## What is being asked:
Arrange the records below as a Markdown table with the columns Row and Record line, numbering each non-blank line in order and skipping blank lines. Leave the pictures out of the table.

## Excerpted records:
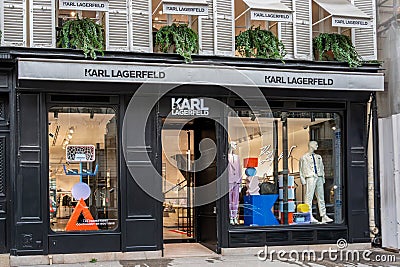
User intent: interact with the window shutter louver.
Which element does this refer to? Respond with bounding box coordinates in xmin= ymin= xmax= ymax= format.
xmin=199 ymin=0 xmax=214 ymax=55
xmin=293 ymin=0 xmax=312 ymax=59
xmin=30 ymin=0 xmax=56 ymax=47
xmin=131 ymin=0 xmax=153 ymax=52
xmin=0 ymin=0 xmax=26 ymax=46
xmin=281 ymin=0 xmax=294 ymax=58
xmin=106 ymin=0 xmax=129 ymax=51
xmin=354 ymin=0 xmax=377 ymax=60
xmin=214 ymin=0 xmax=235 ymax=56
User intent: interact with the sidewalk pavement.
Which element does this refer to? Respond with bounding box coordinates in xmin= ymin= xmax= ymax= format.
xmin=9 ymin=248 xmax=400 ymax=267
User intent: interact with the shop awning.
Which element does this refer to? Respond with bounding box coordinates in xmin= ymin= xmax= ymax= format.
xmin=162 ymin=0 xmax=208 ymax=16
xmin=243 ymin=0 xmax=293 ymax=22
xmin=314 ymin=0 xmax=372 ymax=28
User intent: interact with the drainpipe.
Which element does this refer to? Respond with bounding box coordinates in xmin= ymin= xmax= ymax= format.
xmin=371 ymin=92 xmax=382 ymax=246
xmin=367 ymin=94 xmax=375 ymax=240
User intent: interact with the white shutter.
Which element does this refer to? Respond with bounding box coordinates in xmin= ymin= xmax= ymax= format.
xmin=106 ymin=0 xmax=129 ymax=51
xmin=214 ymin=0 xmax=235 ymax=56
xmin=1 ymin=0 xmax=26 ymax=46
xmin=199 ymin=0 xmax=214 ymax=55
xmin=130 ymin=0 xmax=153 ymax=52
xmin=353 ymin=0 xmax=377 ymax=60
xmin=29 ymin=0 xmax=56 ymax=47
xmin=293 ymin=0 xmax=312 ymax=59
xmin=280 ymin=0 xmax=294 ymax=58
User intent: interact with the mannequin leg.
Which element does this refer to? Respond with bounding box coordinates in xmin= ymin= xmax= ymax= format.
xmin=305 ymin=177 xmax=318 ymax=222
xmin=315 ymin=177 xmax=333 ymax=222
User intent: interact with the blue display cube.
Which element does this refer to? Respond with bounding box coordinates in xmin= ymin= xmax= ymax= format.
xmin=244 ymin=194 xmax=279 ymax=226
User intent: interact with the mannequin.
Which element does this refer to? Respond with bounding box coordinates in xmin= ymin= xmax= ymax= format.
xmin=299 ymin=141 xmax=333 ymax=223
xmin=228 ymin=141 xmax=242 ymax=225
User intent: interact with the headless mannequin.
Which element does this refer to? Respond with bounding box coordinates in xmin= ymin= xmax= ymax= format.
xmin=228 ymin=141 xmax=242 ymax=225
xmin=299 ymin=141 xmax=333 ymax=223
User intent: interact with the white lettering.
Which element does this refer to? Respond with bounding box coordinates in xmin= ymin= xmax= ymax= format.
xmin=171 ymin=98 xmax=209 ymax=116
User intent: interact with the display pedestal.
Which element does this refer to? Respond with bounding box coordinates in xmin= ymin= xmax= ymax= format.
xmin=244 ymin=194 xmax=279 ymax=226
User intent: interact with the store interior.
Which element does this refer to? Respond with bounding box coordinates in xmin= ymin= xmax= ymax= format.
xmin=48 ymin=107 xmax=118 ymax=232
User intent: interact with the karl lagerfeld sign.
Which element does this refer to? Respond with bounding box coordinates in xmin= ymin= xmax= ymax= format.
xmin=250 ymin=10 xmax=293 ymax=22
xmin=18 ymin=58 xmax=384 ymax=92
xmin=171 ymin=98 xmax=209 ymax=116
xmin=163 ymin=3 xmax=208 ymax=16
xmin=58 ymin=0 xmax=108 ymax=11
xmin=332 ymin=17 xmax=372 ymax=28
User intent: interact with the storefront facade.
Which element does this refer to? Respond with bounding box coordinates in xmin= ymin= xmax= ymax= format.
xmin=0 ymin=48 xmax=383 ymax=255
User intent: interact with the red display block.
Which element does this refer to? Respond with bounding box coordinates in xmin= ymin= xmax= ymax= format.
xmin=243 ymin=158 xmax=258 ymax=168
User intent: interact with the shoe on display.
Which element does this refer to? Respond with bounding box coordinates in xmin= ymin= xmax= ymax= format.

## Result of the task:
| Row | Record line |
|---|---|
| 1 | User intent: interact with the window shutter louver. |
| 2 | Which element does this refer to? Respond with bounding box coordinates in xmin= ymin= xmax= ymax= format. |
| 3 | xmin=199 ymin=0 xmax=214 ymax=55 |
| 4 | xmin=293 ymin=0 xmax=312 ymax=59 |
| 5 | xmin=30 ymin=0 xmax=56 ymax=47 |
| 6 | xmin=131 ymin=0 xmax=153 ymax=52 |
| 7 | xmin=0 ymin=0 xmax=26 ymax=46 |
| 8 | xmin=281 ymin=0 xmax=294 ymax=58 |
| 9 | xmin=106 ymin=0 xmax=129 ymax=51 |
| 10 | xmin=354 ymin=0 xmax=377 ymax=60 |
| 11 | xmin=214 ymin=0 xmax=235 ymax=56 |
| 12 | User intent: interact with the sidewalk pavement. |
| 13 | Which element does this refer to? Respond with bounding box coordinates in xmin= ymin= xmax= ymax= format. |
| 14 | xmin=9 ymin=248 xmax=400 ymax=267 |
| 15 | User intent: interact with the shop awning. |
| 16 | Which element does this refer to? Respond with bounding box coordinates in xmin= ymin= xmax= ymax= format. |
| 17 | xmin=162 ymin=0 xmax=208 ymax=16 |
| 18 | xmin=243 ymin=0 xmax=293 ymax=22 |
| 19 | xmin=314 ymin=0 xmax=372 ymax=28 |
| 20 | User intent: interact with the drainpipe. |
| 21 | Which element does this refer to? Respond with bounding box coordinates in xmin= ymin= xmax= ymax= format. |
| 22 | xmin=371 ymin=92 xmax=382 ymax=246 |
| 23 | xmin=367 ymin=94 xmax=375 ymax=240 |
| 24 | User intent: interact with the white shutter. |
| 25 | Which element does this refer to? Respond with bounding box coordinates in xmin= ymin= xmax= ymax= format. |
| 26 | xmin=106 ymin=0 xmax=129 ymax=51 |
| 27 | xmin=214 ymin=0 xmax=235 ymax=56 |
| 28 | xmin=1 ymin=0 xmax=26 ymax=46 |
| 29 | xmin=199 ymin=0 xmax=214 ymax=55 |
| 30 | xmin=130 ymin=0 xmax=153 ymax=52 |
| 31 | xmin=353 ymin=0 xmax=377 ymax=60 |
| 32 | xmin=29 ymin=0 xmax=56 ymax=47 |
| 33 | xmin=293 ymin=0 xmax=312 ymax=59 |
| 34 | xmin=280 ymin=0 xmax=294 ymax=58 |
| 35 | User intent: interact with the mannequin leg. |
| 36 | Which element does this refer to? Respond with bounding box coordinates in xmin= ymin= xmax= ymax= format. |
| 37 | xmin=305 ymin=177 xmax=318 ymax=222 |
| 38 | xmin=315 ymin=177 xmax=333 ymax=222 |
| 39 | User intent: interact with the blue display cube. |
| 40 | Which element does this refer to? Respond with bounding box coordinates in xmin= ymin= xmax= ymax= format. |
| 41 | xmin=244 ymin=194 xmax=279 ymax=226 |
| 42 | User intent: interact with the mannequin. |
| 43 | Which element does this refer to? Respond with bounding box coordinates in xmin= ymin= xmax= ymax= format. |
| 44 | xmin=299 ymin=141 xmax=333 ymax=223 |
| 45 | xmin=228 ymin=141 xmax=242 ymax=225 |
| 46 | User intent: interact with the headless mannequin. |
| 47 | Which element does this refer to? Respond with bounding box coordinates in xmin= ymin= xmax= ymax= format. |
| 48 | xmin=228 ymin=141 xmax=242 ymax=225 |
| 49 | xmin=299 ymin=141 xmax=333 ymax=223 |
| 50 | User intent: interact with the white lettering. |
| 51 | Which element does this refer to? Respond with bounding box coordinates in xmin= ymin= xmax= ymax= format. |
| 52 | xmin=171 ymin=98 xmax=209 ymax=116 |
| 53 | User intent: interact with the display pedestal. |
| 54 | Which element does this refer to? Respond with bounding box coordinates in xmin= ymin= xmax= ymax= format. |
| 55 | xmin=244 ymin=194 xmax=279 ymax=226 |
| 56 | User intent: interact with the store interior. |
| 57 | Which element does this refer to? Respond with bounding box coordinates in xmin= ymin= xmax= ymax= format. |
| 58 | xmin=48 ymin=107 xmax=118 ymax=232 |
| 59 | User intent: interact with the karl lagerfeld sign. |
| 60 | Which element does this refer to? Respond with bounding box coordinates in xmin= ymin= xmax= ymax= format. |
| 61 | xmin=250 ymin=10 xmax=293 ymax=22 |
| 62 | xmin=18 ymin=58 xmax=384 ymax=92 |
| 63 | xmin=171 ymin=98 xmax=209 ymax=116 |
| 64 | xmin=163 ymin=3 xmax=208 ymax=16 |
| 65 | xmin=58 ymin=0 xmax=108 ymax=11 |
| 66 | xmin=332 ymin=17 xmax=372 ymax=28 |
| 67 | User intent: interact with the storefront facade. |
| 68 | Which element does this refer to? Respond with bounding box coordinates in xmin= ymin= xmax= ymax= format. |
| 69 | xmin=0 ymin=48 xmax=383 ymax=255 |
| 70 | User intent: interact with the red display block. |
| 71 | Which element does this refer to? Respond with bounding box coordinates in xmin= ymin= xmax= ymax= format. |
| 72 | xmin=243 ymin=158 xmax=258 ymax=168 |
| 73 | User intent: interact with the shoe on display. |
| 74 | Which element does this refer to? Respond with bounding box coordinates in xmin= ymin= xmax= ymax= format. |